● **AÇÕES NECESSÁRIAS**:
(A) Devolva, sem nenhuma alteração, o trecho da entrevista sobre sindicalismo que vai de "Durante a greve" até "não procede. Procede?", com essas palavras incluídas.
(B) De acordo com a entrevista sobre sindicalismo, qual é a única entidade sindical que não aceita o imposto sindical?
(C) Prolongue a entrevista sobre sindicalismo, começando logo depois da última frase apresentada.

● **TRECHO DE ORIGEM**:
A Força Sindical defende o imposto porque, tendo dinheiro, para ela tudo fica mais fácil. A CUT é contra o imposto sindical, mas não o devolve. Aliás, uma das piores coisas do governo Lula, das mais nefastas, foi ter ampliado o imposto sindical para as centrais, coisa que nem o Getúlio ousou fazer. As centrais sindicais hoje têm uma fatia de dinheiro enorme, que vai para elas direto. A nenhum associado é perguntado se quer descontar esse imposto ou não. A única entidade sindical que não o aceita e, nesse ponto, é absolutamente coerente é a Conlutas. Ela diz que vai viver do pagamento autônomo dos associados. Porque, quando se vive de um recurso que o Estado arrecada e repassa, desvirtuou-se a autonomia.

No seu livro, o senhor afirma que o governo Lula contou com o suporte de forte parcela da burocracia sindical. Dilma, ao indicar o corte de pontos dos trabalhadores dos Correios, gerou antipatia nos sindicalistas?

O Lula é um dos casos mais bem-sucedidos da política brasileira do self-made man, daquele indivíduo que vai subindo as escadas e chega ao alto. Cada degrau da sua ascensão foi um valor que ele deixou para trás. Já cansou de falar que trabalhador tem de ser descontado, esquecendo seu passado. Nos anos 78, 79 e 80 ele celebrizava as greves por buscar melhores direitos e lutar para que não houvesse o desconto dos dias parados. Ao mesmo tempo, Lula é um conciliador, uma variante de semibonaparte. Não no sentido ditatorial, o que ele nunca foi. É um semibonaparte porque é o pai de todos, concilia os inconciliáveis. A Dilma é mais dura e o corte de ponto pode ser uma questão de conflito, sim. Já houve greve metalúrgica de 41 dias. Se um trabalhador fica 41 dias sem receber num ano, imagine como fica seu orçamento anual, que já é caótico na normalidade. Tem muita gente dizendo que fazer greve é tirar férias. O Guimarães Rosa diz que pão e pães é questão de opiniães. Cada um dá a sua, mas, ao fazer greve, as pessoas têm medo da repressão, não sabem se serão demitidas, às vezes a família é contra. Não raro fazer greve é muito pior que trabalhar, pensando no infortúnio que o trabalhador sente porque pode perder não o aumento, mas o emprego.

Durante a greve dos Correios, os sindicatos teriam reclamado que as franquias e as empresas mistas de logística criariam portas para a privatização do serviço. A presidente diz que isso não procede. Procede?

[Listagem de dados]
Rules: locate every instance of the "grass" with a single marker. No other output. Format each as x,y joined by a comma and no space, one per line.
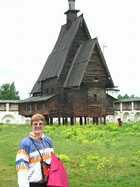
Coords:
95,156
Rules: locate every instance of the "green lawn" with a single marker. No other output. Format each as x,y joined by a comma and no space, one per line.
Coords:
95,156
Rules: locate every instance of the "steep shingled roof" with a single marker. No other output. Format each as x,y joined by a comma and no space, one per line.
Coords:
80,63
57,58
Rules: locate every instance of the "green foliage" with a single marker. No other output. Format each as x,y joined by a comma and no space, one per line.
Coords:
95,156
8,92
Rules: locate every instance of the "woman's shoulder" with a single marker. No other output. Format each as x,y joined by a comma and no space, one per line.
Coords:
25,143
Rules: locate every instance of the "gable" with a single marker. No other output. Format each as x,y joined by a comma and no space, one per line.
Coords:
89,67
97,73
56,60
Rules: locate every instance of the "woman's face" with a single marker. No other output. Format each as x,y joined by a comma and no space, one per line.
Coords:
37,126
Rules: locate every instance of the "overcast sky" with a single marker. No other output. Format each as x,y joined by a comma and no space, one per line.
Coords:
29,30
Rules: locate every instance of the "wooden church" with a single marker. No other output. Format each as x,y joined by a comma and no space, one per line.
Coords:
75,78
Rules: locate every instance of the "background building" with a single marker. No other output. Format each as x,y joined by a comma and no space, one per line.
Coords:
75,78
9,113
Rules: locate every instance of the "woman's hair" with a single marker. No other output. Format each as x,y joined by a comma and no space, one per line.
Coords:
37,117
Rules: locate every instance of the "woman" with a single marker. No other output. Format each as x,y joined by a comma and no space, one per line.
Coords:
32,151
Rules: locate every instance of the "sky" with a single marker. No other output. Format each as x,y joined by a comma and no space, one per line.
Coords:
29,30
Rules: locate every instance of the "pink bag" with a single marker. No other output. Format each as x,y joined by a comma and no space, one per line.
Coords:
57,174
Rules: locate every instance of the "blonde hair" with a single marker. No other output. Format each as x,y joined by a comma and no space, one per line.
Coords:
37,117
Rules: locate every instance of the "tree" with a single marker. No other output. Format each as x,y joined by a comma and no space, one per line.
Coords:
8,92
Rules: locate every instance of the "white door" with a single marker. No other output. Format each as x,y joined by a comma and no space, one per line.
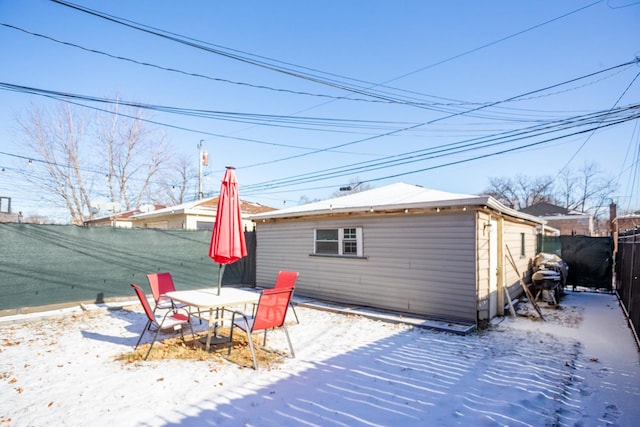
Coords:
493,269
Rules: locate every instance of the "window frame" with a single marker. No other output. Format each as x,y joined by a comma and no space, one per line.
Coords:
346,236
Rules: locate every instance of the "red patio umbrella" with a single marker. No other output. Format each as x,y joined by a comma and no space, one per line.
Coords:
227,241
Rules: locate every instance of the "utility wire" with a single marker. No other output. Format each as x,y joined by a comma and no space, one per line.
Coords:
590,135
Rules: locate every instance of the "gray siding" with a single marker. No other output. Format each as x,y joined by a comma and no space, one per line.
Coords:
423,264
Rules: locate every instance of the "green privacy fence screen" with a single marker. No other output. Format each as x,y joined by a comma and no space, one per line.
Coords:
53,264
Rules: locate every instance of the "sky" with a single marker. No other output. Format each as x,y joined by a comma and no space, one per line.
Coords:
306,97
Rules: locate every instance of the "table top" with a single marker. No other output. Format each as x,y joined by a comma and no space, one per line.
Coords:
209,298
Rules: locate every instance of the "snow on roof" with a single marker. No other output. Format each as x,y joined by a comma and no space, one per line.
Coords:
394,196
208,205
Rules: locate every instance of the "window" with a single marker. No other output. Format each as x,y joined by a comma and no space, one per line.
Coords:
338,241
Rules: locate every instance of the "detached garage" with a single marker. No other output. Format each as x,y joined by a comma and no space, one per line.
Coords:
401,247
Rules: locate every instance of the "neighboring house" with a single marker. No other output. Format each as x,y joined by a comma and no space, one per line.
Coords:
569,222
197,215
119,219
401,247
626,223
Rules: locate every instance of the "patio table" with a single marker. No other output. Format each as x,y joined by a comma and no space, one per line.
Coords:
208,299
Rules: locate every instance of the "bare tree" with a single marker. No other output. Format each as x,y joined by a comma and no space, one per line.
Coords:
588,190
133,157
180,181
72,159
57,136
521,191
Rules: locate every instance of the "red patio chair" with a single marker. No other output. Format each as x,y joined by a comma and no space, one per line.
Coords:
269,314
171,320
160,284
287,280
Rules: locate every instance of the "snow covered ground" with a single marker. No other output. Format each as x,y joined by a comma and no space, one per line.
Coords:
579,368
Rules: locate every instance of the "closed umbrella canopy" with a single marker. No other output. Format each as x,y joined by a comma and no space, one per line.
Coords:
227,241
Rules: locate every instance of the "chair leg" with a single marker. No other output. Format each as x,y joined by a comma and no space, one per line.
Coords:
253,352
148,325
155,336
288,340
294,312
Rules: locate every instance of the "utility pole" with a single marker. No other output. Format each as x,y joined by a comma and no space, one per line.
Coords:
200,161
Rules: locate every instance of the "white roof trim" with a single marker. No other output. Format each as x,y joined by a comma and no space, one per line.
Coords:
394,196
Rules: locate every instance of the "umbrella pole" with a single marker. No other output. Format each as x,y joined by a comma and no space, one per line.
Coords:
220,274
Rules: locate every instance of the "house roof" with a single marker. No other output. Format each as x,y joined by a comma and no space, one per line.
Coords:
203,206
393,197
549,210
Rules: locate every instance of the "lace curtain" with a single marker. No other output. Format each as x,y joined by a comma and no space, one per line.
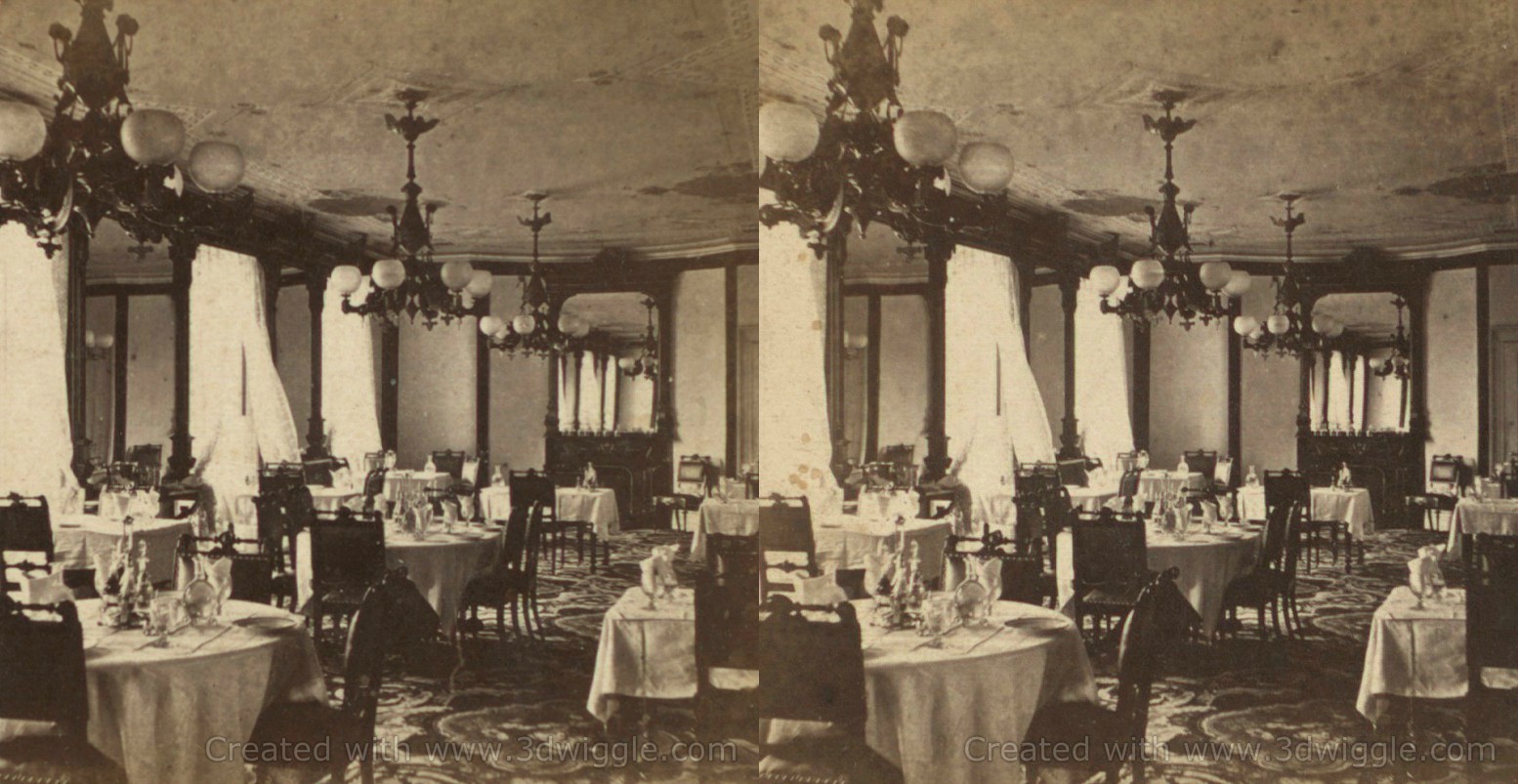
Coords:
1101,378
994,413
350,405
238,414
35,441
794,435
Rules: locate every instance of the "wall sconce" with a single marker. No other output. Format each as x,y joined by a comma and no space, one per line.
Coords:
98,346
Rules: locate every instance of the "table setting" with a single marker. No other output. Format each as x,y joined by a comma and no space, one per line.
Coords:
164,685
1208,554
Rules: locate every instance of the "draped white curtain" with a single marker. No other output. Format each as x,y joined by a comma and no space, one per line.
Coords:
794,437
591,375
35,441
238,413
348,380
1318,392
1339,392
609,380
994,413
1101,376
568,392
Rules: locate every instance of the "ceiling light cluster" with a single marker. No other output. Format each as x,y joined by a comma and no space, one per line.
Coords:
410,284
101,156
533,329
868,156
1166,284
1287,331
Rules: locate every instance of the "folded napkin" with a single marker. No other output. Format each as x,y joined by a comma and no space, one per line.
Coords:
820,590
44,590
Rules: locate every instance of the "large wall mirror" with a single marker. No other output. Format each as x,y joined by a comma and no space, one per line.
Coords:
1364,386
609,387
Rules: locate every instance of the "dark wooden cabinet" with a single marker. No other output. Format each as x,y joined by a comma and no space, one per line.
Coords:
1389,465
633,465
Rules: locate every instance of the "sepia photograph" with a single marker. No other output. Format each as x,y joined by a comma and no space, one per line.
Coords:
383,392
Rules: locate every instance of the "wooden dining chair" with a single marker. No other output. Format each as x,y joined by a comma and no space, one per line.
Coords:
43,680
252,564
1112,564
512,578
785,543
1157,622
829,699
348,729
1491,627
26,540
726,654
347,559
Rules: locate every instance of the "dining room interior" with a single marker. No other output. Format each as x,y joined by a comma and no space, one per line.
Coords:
386,386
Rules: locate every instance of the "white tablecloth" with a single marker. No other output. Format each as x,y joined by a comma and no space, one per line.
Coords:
1351,505
571,504
717,516
1207,563
925,704
331,498
441,566
495,502
1471,516
79,537
1156,484
398,482
156,709
846,540
594,505
644,652
1090,498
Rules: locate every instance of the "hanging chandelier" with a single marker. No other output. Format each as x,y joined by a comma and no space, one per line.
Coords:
534,331
868,156
1287,331
647,361
410,284
1167,285
1400,361
101,156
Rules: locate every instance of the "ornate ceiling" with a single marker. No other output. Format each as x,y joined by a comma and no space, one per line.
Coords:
1397,120
636,117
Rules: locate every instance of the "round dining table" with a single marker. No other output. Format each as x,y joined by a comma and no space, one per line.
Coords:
926,706
441,564
79,539
163,712
1207,561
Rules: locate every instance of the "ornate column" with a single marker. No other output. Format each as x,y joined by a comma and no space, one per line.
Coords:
1140,410
181,457
936,465
316,301
118,380
389,386
272,268
483,384
833,346
1069,431
74,343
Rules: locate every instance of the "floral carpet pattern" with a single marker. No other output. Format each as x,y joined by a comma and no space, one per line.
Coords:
528,696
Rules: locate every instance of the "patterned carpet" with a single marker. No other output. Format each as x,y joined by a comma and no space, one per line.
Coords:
1238,690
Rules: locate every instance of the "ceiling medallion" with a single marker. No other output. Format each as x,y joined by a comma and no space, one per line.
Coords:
647,361
410,284
1400,361
101,158
1287,331
534,331
1167,285
870,159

● **RESULTADOS ESPERADOS**:
(A)
Durante a greve dos Correios, os sindicatos teriam reclamado que as franquias e as empresas mistas de logística criariam portas para a privatização do serviço. A presidente diz que isso não procede. Procede?

(B) A Conlutas.

(C)
Não tenho dúvida de que procede. Ela não disse na campanha eleitoral que não ia privatizar mais nada? O que está acontecendo com os aeroportos? É evidente que os Correios estão intentando ações para se tornar uma transnacional latino-americana. A empresa arrocha seus trabalhadores. Onde havia três, agora há um. Tem muita gente interessada em que essa privatização se dê. Quando os Correios garantem um custo mínimo para entregar uma carta simples no interior da floresta amazônica, essa correspondência é antieconômica para a empresa, mas profundamente humana, justa e social. Numa empresa privada, vão dizer ao cidadão que vá buscar a sua carta na cidade mais próxima, que dista 150 km, e de barco. Uma empresa privada tentará tornar a carta rentável. Nenhuma que se privatizou prestou melhor serviço para a população e mais barato. Quando o serviço é melhor, ele é muito mais caro - e frequentemente é mais caro e não é melhor. E não é só no Brasil que isso acontece.

Deveria haver regulamentação das paralisações dos servidores públicos?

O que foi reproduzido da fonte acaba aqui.